__Aufgabenstellung 1__
Schreiben Sie aus dem Lesetext über das akkubetriebene Drehbohrgerät alle verschiedenen Wörter heraus, die den Bestandteil „bohr“ enthalten.
__Aufgabenstellung 2__
Geben Sie den Lesetext zwischen „Der Maschinist startet“ und „Diplom-Ingenieur Holger Streitz.“ einschließlich wieder. Ersetzen Sie dabei „Dieselaggregat“ durch „Verbrennungsmotor“.
__Aufgabenstellung 3__
Wie schwer ist der „LB 16 unplugged“ laut dem Lesetext?

__Lesetext__

★ ★ ★

Das erste akkubetriebene Grossdrehbohrgerät der Welt
Elektroantriebe sind im Baumaschinenbereich auf dem Vormarsch. Umweltbewusste Bauherren fordern weniger Abgase, Anwohner weniger Lärm. Mit der Unplugged-Version eines Drehbohrgeräts zeigt Liebherr, dass diese Ziele auch im Spezialtiefbau zu erreichen sind.
Leise summend springt der Elektromotor des Drehbohrgeräts für den Spezialtiefbau an. Nach einer eleganten Drehung um die eigene Achse fährt der 55 Tonnen schwere, kompakt gebaute «LB 16 unplugged» fast lautlos an seinen Einsatzort auf dem Liebherr-Werksgelände im vorarlbergischen Nenzing.
Der Maschinist startet den Bohrantrieb, und das Schneckengewinde frisst sich ins Erdreich – ohne das eigentlich charakteristische lautstarke Motorengedröhne. Diese Baumaschine in elektrohydraulischer Ausführung macht bei gleicher Leistung tatsächlich deutlich weniger Lärm als sein klassisches Pendant, das mit einem Dieselaggregat ausgerüstet ist.
Und nicht nur das. Vor allem produziert das weltweit erste akkubetriebene Grossdrehbohrgerät lokal keine Abgase, dessen CO2-Ausstoss liegt im Baustelleneinsatz bei null. Ein gewichtiges Argument in Zeiten, in denen weltweit die entsprechende Sensibilität steigt. Verschärfte Regularien zur Reduktion von CO2 seien zwar erst im Automotive- und LKW-Bereich in Kraft, sagt Diplom-Ingenieur Holger Streitz.
«Ich vermute jedoch, dass die Abgasgesetze auch für Off-Road-Maschinen in den kommenden Jahren Schritt für Schritt noch strenger werden», so die Einschätzung des technischen Geschäftsführers Baumaschinen der Liebherr-Werk Nenzing GmbH. Er ortet denn auch bereits erste Anzeichen für ein Umdenken, wie Entwicklungen hin zu elektrischen Antrieben von Komponentenherstellern. «Egal, welche Technologie sich in den nächsten Jahren durchsetzen wird, es wird zunehmend ‹elektrisch› werden», so Streitz.

★ ★ ★

__Ausgangsdaten__
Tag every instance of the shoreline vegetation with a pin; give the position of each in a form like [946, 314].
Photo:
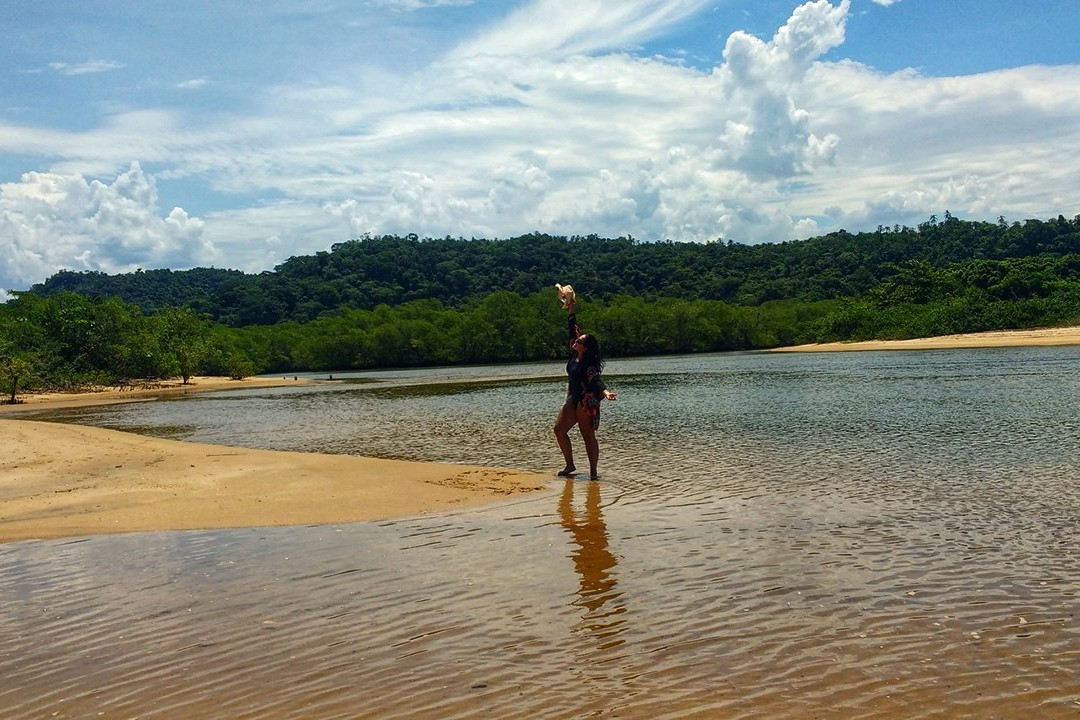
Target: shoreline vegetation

★ ★ ★

__Musterlösung 1__
Grossdrehbohrgerät, Drehbohrgeräts, Bohrantrieb

__Musterlösung 2__
Der Maschinist startet den Bohrantrieb, und das Schneckengewinde frisst sich ins Erdreich – ohne das eigentlich charakteristische lautstarke Motorengedröhne. Diese Baumaschine in elektrohydraulischer Ausführung macht bei gleicher Leistung tatsächlich deutlich weniger Lärm als sein klassisches Pendant, das mit einem Verbrennungsmotor ausgerüstet ist.
Und nicht nur das. Vor allem produziert das weltweit erste akkubetriebene Grossdrehbohrgerät lokal keine Abgase, dessen CO2-Ausstoss liegt im Baustelleneinsatz bei null. Ein gewichtiges Argument in Zeiten, in denen weltweit die entsprechende Sensibilität steigt. Verschärfte Regularien zur Reduktion von CO2 seien zwar erst im Automotive- und LKW-Bereich in Kraft, sagt Diplom-Ingenieur Holger Streitz.

__Musterlösung 3__
Er ist 55 Tonnen schwer.